Copy the following data line for line, with no changes.

[Point annotation data]

----

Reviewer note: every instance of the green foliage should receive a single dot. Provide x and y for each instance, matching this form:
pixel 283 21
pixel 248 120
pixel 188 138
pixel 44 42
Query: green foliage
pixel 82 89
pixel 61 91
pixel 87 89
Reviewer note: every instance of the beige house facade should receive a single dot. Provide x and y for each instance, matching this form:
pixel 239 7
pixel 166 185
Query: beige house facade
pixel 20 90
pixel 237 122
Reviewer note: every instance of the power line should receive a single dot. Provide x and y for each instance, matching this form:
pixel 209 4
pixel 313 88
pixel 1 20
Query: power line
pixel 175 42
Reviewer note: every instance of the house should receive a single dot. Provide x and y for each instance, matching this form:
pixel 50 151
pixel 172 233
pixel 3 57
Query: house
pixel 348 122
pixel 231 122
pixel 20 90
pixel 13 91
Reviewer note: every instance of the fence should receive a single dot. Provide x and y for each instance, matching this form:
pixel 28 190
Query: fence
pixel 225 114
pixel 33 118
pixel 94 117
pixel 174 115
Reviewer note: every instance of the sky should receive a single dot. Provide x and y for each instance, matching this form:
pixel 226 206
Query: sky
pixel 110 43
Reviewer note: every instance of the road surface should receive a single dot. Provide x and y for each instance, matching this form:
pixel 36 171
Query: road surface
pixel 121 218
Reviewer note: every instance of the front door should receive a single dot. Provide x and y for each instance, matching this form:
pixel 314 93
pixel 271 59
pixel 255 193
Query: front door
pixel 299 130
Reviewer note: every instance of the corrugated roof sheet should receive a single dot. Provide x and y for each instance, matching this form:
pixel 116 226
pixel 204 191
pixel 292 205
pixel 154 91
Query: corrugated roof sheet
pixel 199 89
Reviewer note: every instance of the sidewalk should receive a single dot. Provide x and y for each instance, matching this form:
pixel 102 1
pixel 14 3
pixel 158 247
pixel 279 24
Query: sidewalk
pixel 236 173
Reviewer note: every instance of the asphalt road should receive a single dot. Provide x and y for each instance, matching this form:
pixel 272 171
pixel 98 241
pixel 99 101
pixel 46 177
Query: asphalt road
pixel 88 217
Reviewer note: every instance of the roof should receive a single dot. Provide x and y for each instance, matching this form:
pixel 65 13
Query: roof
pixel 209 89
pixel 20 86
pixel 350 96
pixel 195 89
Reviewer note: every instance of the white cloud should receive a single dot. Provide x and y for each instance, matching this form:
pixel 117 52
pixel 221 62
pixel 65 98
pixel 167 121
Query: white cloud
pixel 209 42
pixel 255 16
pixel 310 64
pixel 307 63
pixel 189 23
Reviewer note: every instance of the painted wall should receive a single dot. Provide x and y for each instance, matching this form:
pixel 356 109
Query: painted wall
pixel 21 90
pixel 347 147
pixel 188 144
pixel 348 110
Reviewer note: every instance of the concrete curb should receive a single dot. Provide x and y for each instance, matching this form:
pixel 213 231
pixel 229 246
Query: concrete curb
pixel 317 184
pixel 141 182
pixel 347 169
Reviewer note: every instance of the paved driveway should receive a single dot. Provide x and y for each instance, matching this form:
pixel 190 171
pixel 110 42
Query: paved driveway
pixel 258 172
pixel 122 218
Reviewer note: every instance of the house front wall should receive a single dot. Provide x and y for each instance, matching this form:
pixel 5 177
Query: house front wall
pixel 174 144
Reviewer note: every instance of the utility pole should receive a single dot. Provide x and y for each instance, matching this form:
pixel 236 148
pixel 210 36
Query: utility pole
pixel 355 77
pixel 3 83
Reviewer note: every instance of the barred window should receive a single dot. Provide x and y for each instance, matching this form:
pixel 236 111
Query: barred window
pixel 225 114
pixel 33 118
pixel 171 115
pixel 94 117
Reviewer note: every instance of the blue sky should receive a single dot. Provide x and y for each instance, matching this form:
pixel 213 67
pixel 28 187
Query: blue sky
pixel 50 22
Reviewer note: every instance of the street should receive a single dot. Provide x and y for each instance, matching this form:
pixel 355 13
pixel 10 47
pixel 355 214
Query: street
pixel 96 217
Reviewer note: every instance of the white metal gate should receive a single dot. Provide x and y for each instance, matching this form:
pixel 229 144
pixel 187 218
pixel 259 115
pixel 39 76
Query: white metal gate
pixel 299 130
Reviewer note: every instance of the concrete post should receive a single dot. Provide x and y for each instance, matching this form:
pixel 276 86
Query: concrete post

----

_TASK RESULT_.
Reviewer note: every instance of the green foliage should receive a single dot. Provide x and y for each instance, matching this form:
pixel 283 21
pixel 248 120
pixel 188 138
pixel 44 42
Query: green foliage
pixel 82 89
pixel 61 91
pixel 87 89
Reviewer note: every instance of the beige house facade should receive a single dot. Provide x and y for each instance, matching this form:
pixel 239 7
pixel 166 185
Query: beige house facade
pixel 20 90
pixel 237 122
Reviewer note: every instance of the power line should receive a single dot. Provide x and y for each instance, matching this form:
pixel 209 4
pixel 313 88
pixel 1 20
Query: power line
pixel 175 42
Reviewer note: every instance of the house should receive a single dot. Provide x and y for each instance, matching this form:
pixel 50 151
pixel 172 233
pixel 3 57
Query: house
pixel 348 122
pixel 231 122
pixel 20 90
pixel 13 91
Reviewer note: every instance of the fence should receive a single dot. Provide x and y for each instance, matching this form:
pixel 28 190
Query: fence
pixel 225 114
pixel 33 118
pixel 94 117
pixel 174 115
Reviewer note: every instance of the sky should receive a single dot. Provide x and y for each instance, matching this form:
pixel 226 206
Query: sky
pixel 110 43
Reviewer note: every instance of the road surface should receive a single dot. Provide x and y for each instance, matching this form:
pixel 36 171
Query: road surface
pixel 121 218
Reviewer note: every instance of the front door should receive a single dot. Provide x and y for each instance, matching this form:
pixel 314 93
pixel 271 59
pixel 255 193
Query: front door
pixel 299 130
Reviewer note: every instance of the corrugated roof sheet should receive a single dot. Provide x and y for each instance, matching this form:
pixel 116 226
pixel 204 191
pixel 292 205
pixel 154 91
Query: corrugated roof sheet
pixel 199 89
Reviewer note: every instance of the sidewalk should receive a single dot. Provide x and y for each instance, matching this form:
pixel 102 1
pixel 14 3
pixel 158 247
pixel 279 24
Query: sidewalk
pixel 236 173
Reviewer note: every instance of the asphalt road should receive a single dot. Provide x and y for each instance, matching this form:
pixel 272 171
pixel 98 241
pixel 99 101
pixel 46 177
Query: asphalt road
pixel 88 217
Reviewer note: every instance of the roof should receive a single dot. Provide x and y for each instance, matching this form:
pixel 65 13
Query: roof
pixel 209 89
pixel 20 86
pixel 350 96
pixel 195 89
Reviewer note: every instance of the white cloud should receive a single dot. Provide x and y for each instance, matching this form:
pixel 117 52
pixel 221 62
pixel 65 98
pixel 167 121
Query: white cloud
pixel 209 42
pixel 255 16
pixel 310 64
pixel 307 63
pixel 189 23
Reviewer note: every instance of the painted wall should receive a single dot. Provide x and y for each instance, matching this form:
pixel 356 109
Query: painted wall
pixel 21 90
pixel 347 147
pixel 188 144
pixel 348 110
Reviewer note: every instance of the concrete curb should receive a single dot. Provide x and y for each instance, matching this form:
pixel 213 231
pixel 229 246
Query: concrete curb
pixel 317 184
pixel 141 182
pixel 347 169
Reviewer note: every instance of the paved driveway should receive a single dot. Provide x and y for each instance, matching this form:
pixel 190 171
pixel 110 42
Query: paved driveway
pixel 258 172
pixel 122 218
Reviewer note: every instance of the house front wall should receive a single dot. Provide x and y for each instance, matching this form:
pixel 5 177
Query: house front wall
pixel 174 144
Reviewer note: every instance of the utility pole should receive a single dot. Provide x and y for each instance, matching this form:
pixel 236 148
pixel 210 36
Query: utility pole
pixel 355 77
pixel 3 83
Reviewer note: every instance of the barred window should receive a single dot. Provide x and y for each instance, matching this form:
pixel 236 111
Query: barred window
pixel 225 114
pixel 33 118
pixel 171 115
pixel 94 117
Reviewer note: every instance of the blue sky should receive a single dot. Provide x and y for each instance, matching this form:
pixel 213 67
pixel 28 187
Query: blue sky
pixel 50 22
Reviewer note: every instance of the street should receive a single dot. Provide x and y for each instance, matching this form:
pixel 355 13
pixel 10 47
pixel 355 214
Query: street
pixel 96 217
Reviewer note: every instance of the white metal gate should receive a single dot. Provide x and y for each instance, matching this form:
pixel 229 144
pixel 187 218
pixel 259 115
pixel 39 76
Query: white metal gate
pixel 299 130
Reviewer note: every instance of the concrete post should receive a single dot. Provide x and y for each instance, matching this form:
pixel 276 86
Query: concrete post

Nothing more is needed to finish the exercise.